■ Problem details ■
In the essay on music across the disciplines, what was the students' homework after the playlist was shared with them?

■ Passage shown ■

Reflective Practice

Music across the Disciplines

By Asilia Franklin-Phipps

As a kid I was an avid reader and loved listening to my dad’s soul and funk records. By the time I was an adolescent, I became very involved in underground indie and punk music subculture—collecting and swapping records, promoting bands, selling merchandise for bands, and booking shows. I also wrote extensively about music and shows, designed fliers and zines, and distributed them to the other music nerds in my social circle. I made mixtapes, decorated tape-cases, and painstakingly wrote out the artist and song (all pre-internet)—hoping to tell a story that I could not yet speak. I think and know in music and wonder in song.

There was nothing that I ever did in school with this much joy. I was enthusiastic about working on these things with other similarly engaged young people. These experiences felt very distant from school-sanctioned learning, even though I am certain that my passion for music and everything related made me a better writer and thinker. I am not arguing that this feeling, this kind of learning and engagement, can easily be reproduced in the classroom. Instead, I am suggesting that if we as instructors can figure out a way to close the distance between this kind of learning and what often happens in classrooms, we might grow the space for students to not only consume knowledge, but to also produce and share it. My own experiences being a thoughtful and intellectually engaged young person out of school, and bored and disengaged in school, helped me think about how most formal schooling spaces have a very narrow view of what counts as learning, what counts as knowledge and who counts as smart. In many ways, I was often on the wrong side of those dichotomies.

These out-of-school experiences taught me the value of music, art, and culture. And as a teacher, first as a high school English teacher and later as a college instructor, I immediately recognized the pedagogical value and potential of connecting popular music to teaching in English, then in Ethnic Studies and finally, in Education Studies. When studying intersectionality in Ethnic Studies, we very casually created a playlist in class. I asked my students, what artists engage in some of the intersections of race and gender in their work? They yelled out things and I wrote them on the board. I made a playlist and shared it with them—you can do this on Spotify—and their homework was to listen and write a response. In English, we read poetry, short stories, and listened to music across a theme–loss, betrayal, and liberation. Students referred to the music most often in their class discussions and assignments so that it became a way into the ideas of the texts less familiar to them.

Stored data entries

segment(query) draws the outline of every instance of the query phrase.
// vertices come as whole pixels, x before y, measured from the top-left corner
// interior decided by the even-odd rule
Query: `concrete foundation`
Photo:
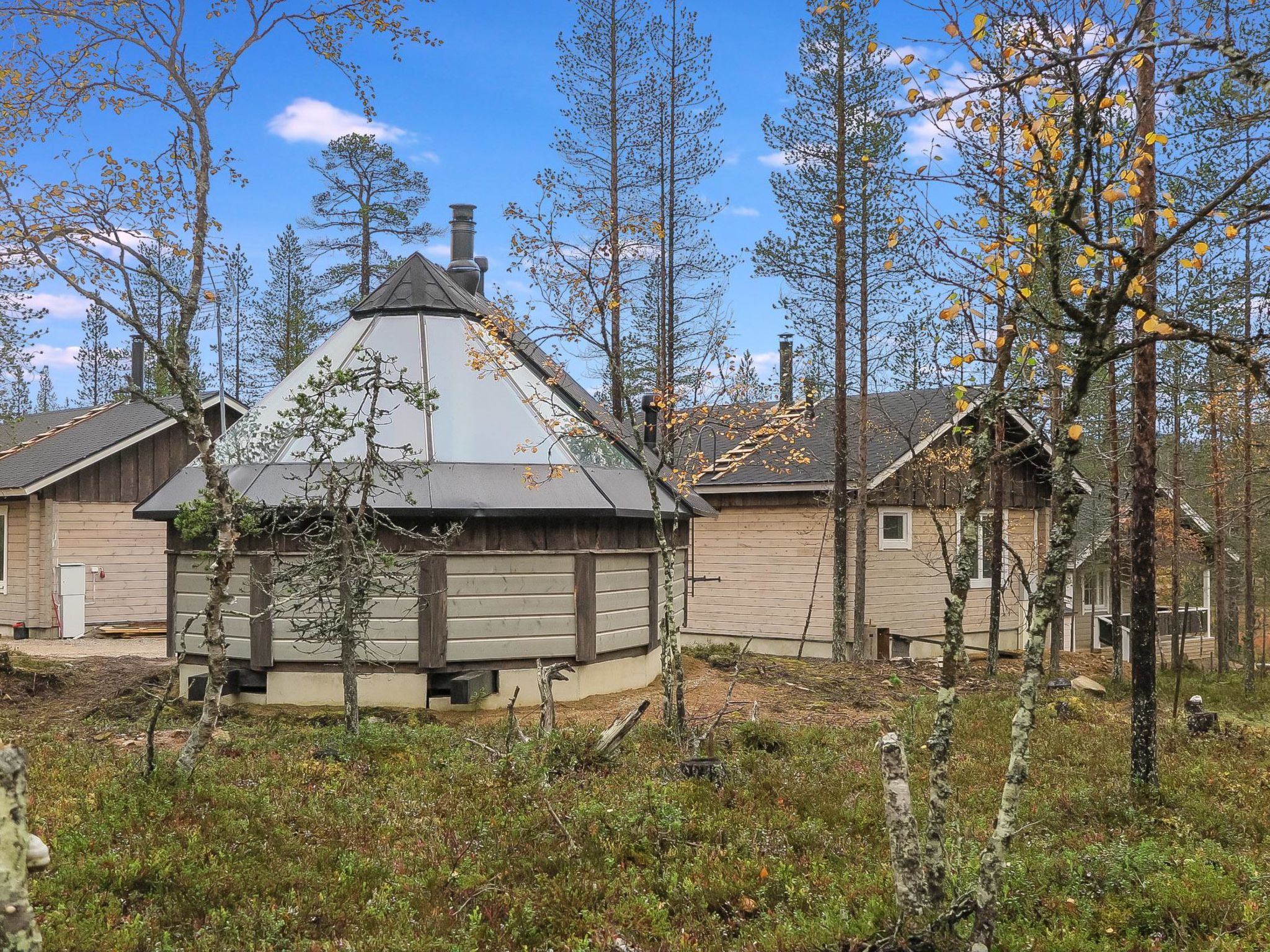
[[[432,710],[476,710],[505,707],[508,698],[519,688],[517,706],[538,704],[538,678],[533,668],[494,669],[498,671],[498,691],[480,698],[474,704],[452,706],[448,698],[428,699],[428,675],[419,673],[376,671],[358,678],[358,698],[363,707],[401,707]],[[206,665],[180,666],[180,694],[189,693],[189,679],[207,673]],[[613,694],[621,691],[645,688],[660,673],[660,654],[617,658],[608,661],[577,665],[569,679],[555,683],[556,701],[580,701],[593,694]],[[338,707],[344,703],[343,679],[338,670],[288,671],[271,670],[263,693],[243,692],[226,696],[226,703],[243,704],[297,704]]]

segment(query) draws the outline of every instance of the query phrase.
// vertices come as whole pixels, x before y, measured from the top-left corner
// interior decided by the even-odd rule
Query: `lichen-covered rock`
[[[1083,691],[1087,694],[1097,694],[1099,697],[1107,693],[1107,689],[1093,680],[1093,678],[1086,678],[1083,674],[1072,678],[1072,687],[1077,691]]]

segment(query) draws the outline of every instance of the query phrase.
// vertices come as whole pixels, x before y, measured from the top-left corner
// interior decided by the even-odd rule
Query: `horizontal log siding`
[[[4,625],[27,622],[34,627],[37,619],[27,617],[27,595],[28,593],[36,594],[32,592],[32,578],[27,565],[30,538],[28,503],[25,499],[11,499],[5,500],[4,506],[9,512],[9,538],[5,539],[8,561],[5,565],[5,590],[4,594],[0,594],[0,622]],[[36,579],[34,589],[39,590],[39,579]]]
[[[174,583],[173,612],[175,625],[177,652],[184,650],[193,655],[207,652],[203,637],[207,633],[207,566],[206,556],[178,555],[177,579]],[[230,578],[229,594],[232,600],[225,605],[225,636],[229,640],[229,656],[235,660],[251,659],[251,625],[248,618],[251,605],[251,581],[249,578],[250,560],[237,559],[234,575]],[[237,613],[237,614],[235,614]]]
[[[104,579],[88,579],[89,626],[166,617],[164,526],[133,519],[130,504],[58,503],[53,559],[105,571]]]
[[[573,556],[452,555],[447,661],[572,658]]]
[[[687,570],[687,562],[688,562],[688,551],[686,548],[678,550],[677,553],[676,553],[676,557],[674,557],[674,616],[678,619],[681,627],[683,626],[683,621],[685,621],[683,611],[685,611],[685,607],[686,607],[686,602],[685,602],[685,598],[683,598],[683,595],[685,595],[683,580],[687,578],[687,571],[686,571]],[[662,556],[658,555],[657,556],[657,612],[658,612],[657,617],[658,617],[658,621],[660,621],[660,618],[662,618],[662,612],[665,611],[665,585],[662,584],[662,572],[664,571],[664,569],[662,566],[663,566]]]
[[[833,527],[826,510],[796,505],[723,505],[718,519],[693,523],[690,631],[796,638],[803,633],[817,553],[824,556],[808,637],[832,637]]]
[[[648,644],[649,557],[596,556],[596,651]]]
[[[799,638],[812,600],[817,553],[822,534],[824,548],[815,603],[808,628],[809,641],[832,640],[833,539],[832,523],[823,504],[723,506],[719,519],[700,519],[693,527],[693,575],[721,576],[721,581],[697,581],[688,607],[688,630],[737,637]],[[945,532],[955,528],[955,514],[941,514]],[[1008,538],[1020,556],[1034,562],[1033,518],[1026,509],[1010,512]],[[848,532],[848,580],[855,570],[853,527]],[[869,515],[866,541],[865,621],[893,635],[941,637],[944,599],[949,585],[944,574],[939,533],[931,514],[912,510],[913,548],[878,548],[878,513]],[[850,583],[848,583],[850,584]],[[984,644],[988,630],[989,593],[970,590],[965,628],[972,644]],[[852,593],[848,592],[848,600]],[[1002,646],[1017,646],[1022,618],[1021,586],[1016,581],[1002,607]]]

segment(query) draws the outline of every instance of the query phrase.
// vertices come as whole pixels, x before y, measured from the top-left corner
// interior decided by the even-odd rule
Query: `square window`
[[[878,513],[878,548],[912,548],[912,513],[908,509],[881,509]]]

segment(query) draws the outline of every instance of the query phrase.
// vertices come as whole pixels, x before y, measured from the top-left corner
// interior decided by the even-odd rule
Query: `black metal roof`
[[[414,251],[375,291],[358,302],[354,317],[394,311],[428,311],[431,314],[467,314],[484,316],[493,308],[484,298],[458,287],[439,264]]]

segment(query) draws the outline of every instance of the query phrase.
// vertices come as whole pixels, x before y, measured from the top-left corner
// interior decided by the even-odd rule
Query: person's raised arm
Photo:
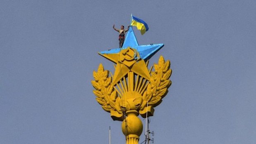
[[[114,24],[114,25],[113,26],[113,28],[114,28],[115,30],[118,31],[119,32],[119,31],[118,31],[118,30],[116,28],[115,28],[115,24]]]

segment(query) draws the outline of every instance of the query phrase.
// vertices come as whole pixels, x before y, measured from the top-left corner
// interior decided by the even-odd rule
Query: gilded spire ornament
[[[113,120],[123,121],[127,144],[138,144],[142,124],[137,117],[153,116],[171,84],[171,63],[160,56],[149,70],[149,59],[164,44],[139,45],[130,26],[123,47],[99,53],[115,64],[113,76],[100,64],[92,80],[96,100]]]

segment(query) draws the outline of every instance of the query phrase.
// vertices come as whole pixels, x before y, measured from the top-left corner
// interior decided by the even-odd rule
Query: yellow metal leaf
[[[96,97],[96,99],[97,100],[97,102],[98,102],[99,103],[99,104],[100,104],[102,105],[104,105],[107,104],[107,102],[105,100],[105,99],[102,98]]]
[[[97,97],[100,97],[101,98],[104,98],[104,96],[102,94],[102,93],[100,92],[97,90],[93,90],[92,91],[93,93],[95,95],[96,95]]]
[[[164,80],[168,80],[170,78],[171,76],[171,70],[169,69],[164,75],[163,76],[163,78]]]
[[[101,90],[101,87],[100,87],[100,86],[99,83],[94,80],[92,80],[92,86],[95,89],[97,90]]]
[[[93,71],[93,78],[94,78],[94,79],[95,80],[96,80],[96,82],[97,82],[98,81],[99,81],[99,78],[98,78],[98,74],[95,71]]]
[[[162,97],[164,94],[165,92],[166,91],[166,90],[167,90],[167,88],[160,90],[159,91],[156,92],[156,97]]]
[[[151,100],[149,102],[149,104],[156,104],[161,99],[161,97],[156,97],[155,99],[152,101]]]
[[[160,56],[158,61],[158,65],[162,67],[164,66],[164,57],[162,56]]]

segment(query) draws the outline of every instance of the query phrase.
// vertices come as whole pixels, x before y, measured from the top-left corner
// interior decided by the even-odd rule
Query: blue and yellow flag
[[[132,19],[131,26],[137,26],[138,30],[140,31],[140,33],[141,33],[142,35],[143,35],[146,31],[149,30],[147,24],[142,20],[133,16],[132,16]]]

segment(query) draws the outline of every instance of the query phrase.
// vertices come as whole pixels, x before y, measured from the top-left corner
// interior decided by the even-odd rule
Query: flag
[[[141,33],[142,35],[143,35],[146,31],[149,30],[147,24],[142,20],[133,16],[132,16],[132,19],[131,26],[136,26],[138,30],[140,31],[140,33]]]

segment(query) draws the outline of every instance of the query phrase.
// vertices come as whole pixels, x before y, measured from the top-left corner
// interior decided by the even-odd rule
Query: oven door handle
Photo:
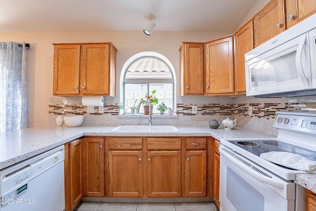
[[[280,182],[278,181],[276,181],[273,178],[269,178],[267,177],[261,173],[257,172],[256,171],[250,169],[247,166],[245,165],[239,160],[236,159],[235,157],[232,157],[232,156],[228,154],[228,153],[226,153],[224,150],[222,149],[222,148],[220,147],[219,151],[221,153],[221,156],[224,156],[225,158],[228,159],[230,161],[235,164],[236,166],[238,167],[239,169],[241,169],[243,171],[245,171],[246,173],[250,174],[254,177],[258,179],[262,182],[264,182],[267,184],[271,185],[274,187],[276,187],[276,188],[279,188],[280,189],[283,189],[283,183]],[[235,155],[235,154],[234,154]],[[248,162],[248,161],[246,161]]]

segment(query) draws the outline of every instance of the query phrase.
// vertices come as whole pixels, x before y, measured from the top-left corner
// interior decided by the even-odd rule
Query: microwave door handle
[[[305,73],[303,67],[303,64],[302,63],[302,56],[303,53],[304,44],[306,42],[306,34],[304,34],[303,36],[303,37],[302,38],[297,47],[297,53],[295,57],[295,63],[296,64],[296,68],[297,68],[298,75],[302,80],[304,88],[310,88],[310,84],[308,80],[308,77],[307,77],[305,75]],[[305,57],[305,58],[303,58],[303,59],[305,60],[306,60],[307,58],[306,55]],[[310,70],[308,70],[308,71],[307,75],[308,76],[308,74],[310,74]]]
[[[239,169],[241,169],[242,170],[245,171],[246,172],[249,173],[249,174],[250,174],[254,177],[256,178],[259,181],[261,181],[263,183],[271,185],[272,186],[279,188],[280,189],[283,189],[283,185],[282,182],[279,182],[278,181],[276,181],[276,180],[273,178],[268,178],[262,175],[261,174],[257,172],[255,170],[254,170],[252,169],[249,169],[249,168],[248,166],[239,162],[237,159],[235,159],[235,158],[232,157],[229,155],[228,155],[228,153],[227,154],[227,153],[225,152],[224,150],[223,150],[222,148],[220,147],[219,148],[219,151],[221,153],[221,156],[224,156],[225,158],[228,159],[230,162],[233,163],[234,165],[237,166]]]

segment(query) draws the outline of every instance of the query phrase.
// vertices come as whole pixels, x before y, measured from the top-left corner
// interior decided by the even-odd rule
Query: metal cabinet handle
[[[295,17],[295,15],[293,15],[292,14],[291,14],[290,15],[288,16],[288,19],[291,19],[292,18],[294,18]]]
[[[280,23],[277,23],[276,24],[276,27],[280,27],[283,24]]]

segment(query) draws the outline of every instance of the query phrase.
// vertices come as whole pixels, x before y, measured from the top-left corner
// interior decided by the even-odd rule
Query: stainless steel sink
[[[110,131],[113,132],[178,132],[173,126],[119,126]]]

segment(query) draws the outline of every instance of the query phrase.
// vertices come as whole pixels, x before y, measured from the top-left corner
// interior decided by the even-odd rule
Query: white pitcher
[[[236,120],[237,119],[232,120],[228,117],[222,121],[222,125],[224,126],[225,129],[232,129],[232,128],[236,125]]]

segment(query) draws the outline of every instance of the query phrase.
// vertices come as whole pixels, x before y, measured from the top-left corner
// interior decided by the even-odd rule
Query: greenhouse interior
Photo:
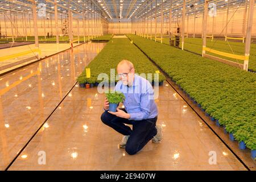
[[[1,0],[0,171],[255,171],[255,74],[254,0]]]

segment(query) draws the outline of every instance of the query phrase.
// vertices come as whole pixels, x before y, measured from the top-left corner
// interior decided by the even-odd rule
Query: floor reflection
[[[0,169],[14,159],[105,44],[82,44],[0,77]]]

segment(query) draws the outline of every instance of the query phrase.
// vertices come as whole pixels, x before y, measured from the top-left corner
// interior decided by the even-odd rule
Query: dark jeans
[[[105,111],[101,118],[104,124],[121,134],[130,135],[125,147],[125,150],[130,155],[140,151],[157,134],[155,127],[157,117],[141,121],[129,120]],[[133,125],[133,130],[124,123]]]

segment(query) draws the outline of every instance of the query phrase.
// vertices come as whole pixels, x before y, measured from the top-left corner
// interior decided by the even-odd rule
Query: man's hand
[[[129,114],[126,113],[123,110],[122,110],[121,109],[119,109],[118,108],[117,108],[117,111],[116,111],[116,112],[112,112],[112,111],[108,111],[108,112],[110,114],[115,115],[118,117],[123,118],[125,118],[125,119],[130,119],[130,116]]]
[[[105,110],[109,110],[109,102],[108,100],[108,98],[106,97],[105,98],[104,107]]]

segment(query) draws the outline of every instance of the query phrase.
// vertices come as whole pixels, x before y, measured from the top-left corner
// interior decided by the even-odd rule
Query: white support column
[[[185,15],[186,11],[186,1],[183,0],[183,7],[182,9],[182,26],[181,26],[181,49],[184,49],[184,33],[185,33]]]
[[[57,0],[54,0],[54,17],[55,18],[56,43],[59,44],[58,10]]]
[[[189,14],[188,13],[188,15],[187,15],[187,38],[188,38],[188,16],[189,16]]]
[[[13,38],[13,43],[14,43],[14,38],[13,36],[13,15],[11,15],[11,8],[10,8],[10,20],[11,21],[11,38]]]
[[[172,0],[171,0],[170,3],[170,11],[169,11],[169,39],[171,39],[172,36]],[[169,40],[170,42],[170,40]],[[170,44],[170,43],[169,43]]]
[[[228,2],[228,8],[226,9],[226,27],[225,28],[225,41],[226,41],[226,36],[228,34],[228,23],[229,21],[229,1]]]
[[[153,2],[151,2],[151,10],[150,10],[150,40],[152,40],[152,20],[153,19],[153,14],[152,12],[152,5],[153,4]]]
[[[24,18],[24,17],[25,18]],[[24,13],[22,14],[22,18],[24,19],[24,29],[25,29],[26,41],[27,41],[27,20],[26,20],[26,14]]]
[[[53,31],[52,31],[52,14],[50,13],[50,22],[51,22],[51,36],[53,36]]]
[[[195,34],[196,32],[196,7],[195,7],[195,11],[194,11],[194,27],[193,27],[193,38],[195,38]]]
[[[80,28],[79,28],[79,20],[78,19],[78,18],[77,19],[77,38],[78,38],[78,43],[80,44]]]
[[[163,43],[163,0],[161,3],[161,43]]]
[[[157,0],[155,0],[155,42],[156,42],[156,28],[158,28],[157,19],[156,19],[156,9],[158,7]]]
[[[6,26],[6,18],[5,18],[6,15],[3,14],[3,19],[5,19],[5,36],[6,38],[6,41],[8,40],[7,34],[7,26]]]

■ Finished exercise ■
Their homework was to listen to the playlist and write a response.